What you are asked to do:
Apart from any images, the entries are to be output exactly.

╭─ Data provided

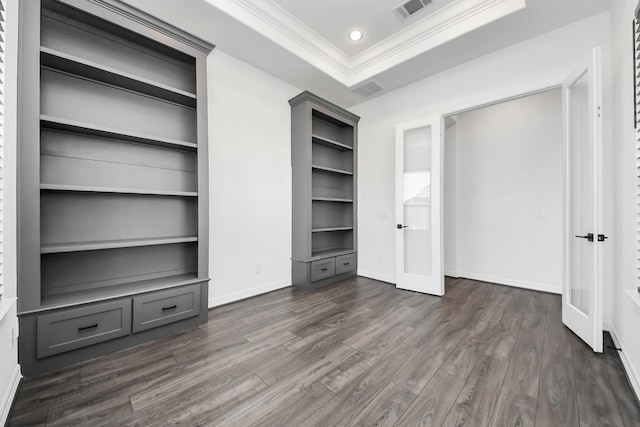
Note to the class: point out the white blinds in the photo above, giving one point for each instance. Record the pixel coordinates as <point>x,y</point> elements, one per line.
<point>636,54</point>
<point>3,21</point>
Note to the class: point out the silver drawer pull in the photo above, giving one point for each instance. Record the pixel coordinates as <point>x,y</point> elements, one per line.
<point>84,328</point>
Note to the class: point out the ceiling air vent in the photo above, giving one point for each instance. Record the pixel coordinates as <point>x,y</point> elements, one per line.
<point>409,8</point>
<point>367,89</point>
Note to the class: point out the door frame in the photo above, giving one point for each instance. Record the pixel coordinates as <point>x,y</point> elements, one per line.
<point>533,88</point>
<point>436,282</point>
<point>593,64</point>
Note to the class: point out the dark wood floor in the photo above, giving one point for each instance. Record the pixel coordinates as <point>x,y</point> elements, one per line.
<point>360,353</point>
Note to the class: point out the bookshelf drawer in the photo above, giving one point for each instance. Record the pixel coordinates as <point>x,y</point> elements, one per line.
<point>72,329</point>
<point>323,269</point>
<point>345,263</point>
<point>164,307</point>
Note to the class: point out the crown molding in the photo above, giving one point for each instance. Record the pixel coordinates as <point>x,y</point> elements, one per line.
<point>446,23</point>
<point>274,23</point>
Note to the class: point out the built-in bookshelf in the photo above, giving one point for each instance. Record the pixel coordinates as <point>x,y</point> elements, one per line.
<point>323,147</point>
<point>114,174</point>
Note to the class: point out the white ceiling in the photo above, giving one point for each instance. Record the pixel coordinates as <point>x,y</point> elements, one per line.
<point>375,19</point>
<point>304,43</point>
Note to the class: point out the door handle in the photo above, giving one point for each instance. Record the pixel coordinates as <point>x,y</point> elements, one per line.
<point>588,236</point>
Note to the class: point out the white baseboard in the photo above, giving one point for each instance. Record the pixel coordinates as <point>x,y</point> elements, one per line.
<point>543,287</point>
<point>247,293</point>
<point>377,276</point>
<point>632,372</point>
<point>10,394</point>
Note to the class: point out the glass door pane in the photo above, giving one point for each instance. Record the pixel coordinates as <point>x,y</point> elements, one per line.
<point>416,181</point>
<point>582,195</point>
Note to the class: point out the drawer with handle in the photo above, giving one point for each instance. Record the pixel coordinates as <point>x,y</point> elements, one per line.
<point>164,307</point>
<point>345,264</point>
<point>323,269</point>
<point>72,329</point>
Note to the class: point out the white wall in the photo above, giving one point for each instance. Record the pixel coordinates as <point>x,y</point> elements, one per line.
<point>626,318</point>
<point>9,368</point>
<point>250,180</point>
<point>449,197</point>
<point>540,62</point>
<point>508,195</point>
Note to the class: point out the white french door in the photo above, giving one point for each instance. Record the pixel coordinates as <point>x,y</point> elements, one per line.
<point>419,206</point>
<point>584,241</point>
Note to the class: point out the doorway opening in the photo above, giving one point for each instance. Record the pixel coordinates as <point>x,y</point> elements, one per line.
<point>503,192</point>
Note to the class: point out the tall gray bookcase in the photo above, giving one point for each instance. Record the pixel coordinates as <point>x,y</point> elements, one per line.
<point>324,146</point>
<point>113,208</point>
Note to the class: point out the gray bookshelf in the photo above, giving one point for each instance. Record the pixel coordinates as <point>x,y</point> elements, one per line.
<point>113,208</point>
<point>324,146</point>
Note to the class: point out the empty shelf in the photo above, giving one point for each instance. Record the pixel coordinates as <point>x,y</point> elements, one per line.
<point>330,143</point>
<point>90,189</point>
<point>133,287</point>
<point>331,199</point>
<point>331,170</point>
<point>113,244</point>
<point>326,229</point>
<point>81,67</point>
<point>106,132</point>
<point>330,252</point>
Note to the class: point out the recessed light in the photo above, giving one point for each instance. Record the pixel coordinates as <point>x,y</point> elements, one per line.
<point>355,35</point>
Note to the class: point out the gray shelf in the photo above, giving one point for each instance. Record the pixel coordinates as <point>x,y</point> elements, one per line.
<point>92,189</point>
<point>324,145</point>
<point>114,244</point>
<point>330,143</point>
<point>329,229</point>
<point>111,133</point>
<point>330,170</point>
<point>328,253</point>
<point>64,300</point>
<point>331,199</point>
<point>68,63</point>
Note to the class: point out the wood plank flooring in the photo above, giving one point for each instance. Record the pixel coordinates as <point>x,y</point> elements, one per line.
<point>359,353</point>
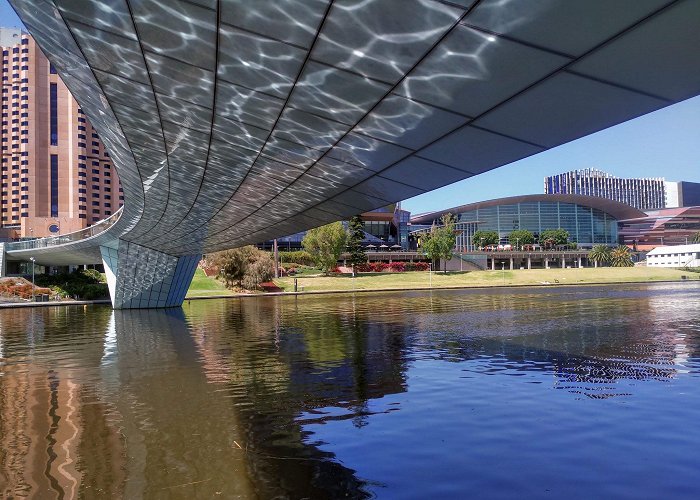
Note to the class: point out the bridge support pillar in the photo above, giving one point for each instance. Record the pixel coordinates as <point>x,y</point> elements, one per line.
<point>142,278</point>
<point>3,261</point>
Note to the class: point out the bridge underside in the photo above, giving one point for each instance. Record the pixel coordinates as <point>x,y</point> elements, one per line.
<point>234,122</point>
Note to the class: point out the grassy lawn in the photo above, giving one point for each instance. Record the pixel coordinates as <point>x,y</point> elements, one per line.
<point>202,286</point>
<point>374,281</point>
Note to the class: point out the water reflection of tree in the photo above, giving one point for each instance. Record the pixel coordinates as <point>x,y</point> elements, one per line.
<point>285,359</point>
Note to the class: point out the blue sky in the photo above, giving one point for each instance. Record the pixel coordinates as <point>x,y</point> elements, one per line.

╰─

Solved problem:
Note to the class: point out the white blinds in the photo above, giving one point for each instance. Record the pixel coordinates as <point>x,y</point> elements, one per line.
<point>636,54</point>
<point>3,21</point>
Note to the class: point out the silver drawer pull in the photo above, giving one point for each instance. Record the pixel coordinates as <point>x,y</point> elements, one per line.
<point>84,328</point>
Note to the class: point out the ceiling air vent in the photo above, giving one point for each instance. Record the pixel coordinates as <point>x,y</point> elements, one per line.
<point>409,8</point>
<point>367,89</point>
Note to the class: point out the door frame in the photo above, giving one point for each instance. Record the pixel coordinates as <point>x,y</point> elements, one per line.
<point>533,88</point>
<point>436,282</point>
<point>593,64</point>
Note to the class: point out the dark wood floor in the photo above, giving one point for each instance. Record the pixel coordinates as <point>x,y</point> elements, one per line.
<point>360,353</point>
Note to the class: point out the bookshelf drawer in the photo above, giving one point for each instance. Record the pixel coordinates as <point>x,y</point> elements, one per line.
<point>72,329</point>
<point>323,269</point>
<point>345,263</point>
<point>164,307</point>
Note to the class: point out the crown molding in the photo above, giving one point for each instance. Record the pixel coordinates as <point>x,y</point> elements, one per line.
<point>446,23</point>
<point>274,23</point>
Note to the class: point out the built-in bookshelf in the photo above, giving one point for each instance. Record the pixel coordinates as <point>x,y</point> elements, one per line.
<point>323,147</point>
<point>114,174</point>
Note to the class: point out the white ceiling in the photo above, giving one point for each instance. Record the pixel coordinates as <point>x,y</point> elements, one per line.
<point>375,19</point>
<point>304,43</point>
Note to the class: point out the door handle in the photo above, giving one point for each instance. Record the pixel coordinates as <point>x,y</point> elements, one per line.
<point>588,236</point>
Note to the class: point out the white baseboard in the photo above, giving one point for each instance. Record the pixel coordinates as <point>x,y</point> elements, one per line.
<point>543,287</point>
<point>247,293</point>
<point>377,276</point>
<point>632,372</point>
<point>10,394</point>
Note to the class: point out the glass door pane in the photo above, giving one point for each instance. Record the pixel coordinates as <point>x,y</point> elements, one per line.
<point>416,181</point>
<point>582,195</point>
Note to the class: point out the drawer with handle in the photo above, giving one point for each instance. Record the pixel coordinates as <point>x,y</point> elements, one per line.
<point>164,307</point>
<point>345,264</point>
<point>323,269</point>
<point>72,329</point>
Note to the class: point out the white wall in the photo above, giving one point for each instance. Record the pixel coordinates as <point>x,y</point> elements, one per line.
<point>626,318</point>
<point>9,368</point>
<point>250,180</point>
<point>449,197</point>
<point>540,62</point>
<point>508,195</point>
Note to the class: point out the white french door in the photo above, giving one point for each instance. Record the pixel coordinates as <point>x,y</point> elements, one per line.
<point>419,206</point>
<point>584,241</point>
Note to the class: point out the doorway opening in the photo above, giving one point for each instance. Record the pixel coordinates as <point>x,y</point> elements, one per line.
<point>503,192</point>
Note to the class: point out the tall gray bookcase in the photo above, giving one point for each instance. Record the pixel coordinates as <point>x,y</point> elements, one per line.
<point>324,146</point>
<point>113,208</point>
Note to the class: point out the gray bookshelf in the photo above, giving one point for each instance. Record the pixel coordinates as <point>x,y</point> elements, one per line.
<point>113,208</point>
<point>324,146</point>
Note to the class: point out the empty shelf in the photo above, giving one point for each instance. Record the pixel coordinates as <point>x,y</point> elements, one per line.
<point>330,143</point>
<point>90,189</point>
<point>133,287</point>
<point>331,199</point>
<point>331,170</point>
<point>113,244</point>
<point>326,229</point>
<point>81,67</point>
<point>106,132</point>
<point>330,252</point>
Note to the class: point out the recessed light in the photo above, giving one point for each instance. Record the pixel coordinates as <point>x,y</point> elements, one per line.
<point>355,35</point>
Note to the class: point out the gray shelf in the photo above, giving one point for each instance. Record the pixel coordinates as <point>x,y</point> elements, one per line.
<point>92,189</point>
<point>324,145</point>
<point>114,244</point>
<point>330,143</point>
<point>329,229</point>
<point>111,133</point>
<point>330,170</point>
<point>328,253</point>
<point>64,300</point>
<point>331,199</point>
<point>68,63</point>
Note to the class: point out the wood plank flooring in the photo above, giving one point for each instance. Record the pixel coordinates as <point>x,y</point> elements, one per line.
<point>359,353</point>
Note to the class: point out the bridge support pillar in the photo above, giving one point for each instance. Record the pixel coordinates as <point>x,y</point> elements, one per line.
<point>142,278</point>
<point>3,261</point>
Note to the class: point out the bridge underside in the photo above, giving one point for each instance. Record the pixel coordinates as <point>x,y</point> elements, one per line.
<point>234,122</point>
Note to the class: point out the grassy lawn in the photo above, giving one point for each instance. Record the pixel coordinates as <point>x,y</point> elements, one per line.
<point>202,286</point>
<point>374,281</point>
Note to the class: point out the water reflection of tree in the photo above, giving one point for each instance. Record the pixel coordinates as <point>x,y</point> elements, one per line.
<point>285,359</point>
Note to the class: point out the blue sky in the photo above, giving one point for each instance. Record the pixel coordinates as <point>x,y</point> elements, one per line.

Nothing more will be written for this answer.